When we train machine learning algorithms, what we are really interested in is how our model will perform on an independent dataset. It is not enough to predict whether emails in our training set are spam - how well would the model fare when predicting if a completely new, previously unseen datapoint is spam or not?

This is the idea behind splitting your dataset into a **training set** (on which models can be trained) and a **test set** (which is held out until the very end of your analysis, and provides an accurate measure of model performance). Essentially, we are only interested in building models that are **generalizable** - getting 100% accuracy on the training set is not impressive, and is simply an indicator of **overfitting**. Overfitting is the situation in which we have fitted our model too closely to the data, and have tuned to the noise instead of just to the signal.

In fact, this concept of wanting to fit algorithms to the training data well, but not so tightly that the model doesn't generalize, is a pervasive problem in machine learning. A common term for this balancing act is **the bias-variance trade-off**. Here is a nice introductory article on the topic that goes into more depth.

Have a look at how underfitting (high bias, low variance), properly fitting, and overfitting (low bias, high variance) models fare on the training compared to the test sets.

"Bias" and "variance" have got to be some of the least helpful terms in machine learning. One way to think of them is: a model that underfits (e.g. the straight line) is quite a bit wrong - it models the underlying generative process too simply, and this simple model is highly biased away from the ground truth (high bias). But, the straight line fit is not going to change very much across different datasets (low variance). The opposite trend applies to overfitted models.

▶ **Recorded data**:

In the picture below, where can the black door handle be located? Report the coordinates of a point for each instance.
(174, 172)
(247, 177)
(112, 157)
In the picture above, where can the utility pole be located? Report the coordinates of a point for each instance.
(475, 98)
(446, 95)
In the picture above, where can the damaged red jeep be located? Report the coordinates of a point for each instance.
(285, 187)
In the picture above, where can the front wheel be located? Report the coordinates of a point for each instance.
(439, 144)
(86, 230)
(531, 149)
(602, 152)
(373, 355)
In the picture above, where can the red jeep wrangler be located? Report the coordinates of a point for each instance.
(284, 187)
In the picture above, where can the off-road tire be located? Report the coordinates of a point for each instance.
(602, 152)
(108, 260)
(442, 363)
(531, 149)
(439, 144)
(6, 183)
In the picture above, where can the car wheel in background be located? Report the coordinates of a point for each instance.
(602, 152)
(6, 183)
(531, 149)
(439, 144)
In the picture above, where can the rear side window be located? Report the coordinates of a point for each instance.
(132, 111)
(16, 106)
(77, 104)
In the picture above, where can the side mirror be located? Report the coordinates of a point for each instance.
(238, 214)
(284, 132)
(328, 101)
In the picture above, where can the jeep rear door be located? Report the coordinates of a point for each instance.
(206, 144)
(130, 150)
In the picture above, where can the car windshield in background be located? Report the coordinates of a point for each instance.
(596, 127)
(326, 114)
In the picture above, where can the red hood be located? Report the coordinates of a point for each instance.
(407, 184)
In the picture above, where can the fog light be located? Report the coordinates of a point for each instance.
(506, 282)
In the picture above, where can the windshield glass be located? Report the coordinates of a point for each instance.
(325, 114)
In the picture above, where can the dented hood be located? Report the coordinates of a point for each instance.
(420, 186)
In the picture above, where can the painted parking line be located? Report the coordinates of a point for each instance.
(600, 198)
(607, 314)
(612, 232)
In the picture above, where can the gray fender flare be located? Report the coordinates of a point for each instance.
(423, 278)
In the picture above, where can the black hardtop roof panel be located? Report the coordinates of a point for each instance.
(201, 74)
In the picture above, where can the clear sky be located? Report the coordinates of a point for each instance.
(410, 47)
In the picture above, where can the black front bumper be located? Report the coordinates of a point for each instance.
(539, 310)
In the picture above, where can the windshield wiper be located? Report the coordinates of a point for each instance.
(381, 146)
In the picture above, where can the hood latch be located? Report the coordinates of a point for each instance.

▶ **Description of the task**: Reproduce the passage on overfitting word for word. Begin at the words "When we train" and stop after "to the signal.". The records are separate from the passage on overfitting.

▶ **Full solution**:
When we train machine learning algorithms, what we are really interested in is how our model will perform on an independent dataset. It is not enough to predict whether emails in our training set are spam - how well would the model fare when predicting if a completely new, previously unseen datapoint is spam or not?

This is the idea behind splitting your dataset into a **training set** (on which models can be trained) and a **test set** (which is held out until the very end of your analysis, and provides an accurate measure of model performance). Essentially, we are only interested in building models that are **generalizable** - getting 100% accuracy on the training set is not impressive, and is simply an indicator of **overfitting**. Overfitting is the situation in which we have fitted our model too closely to the data, and have tuned to the noise instead of just to the signal.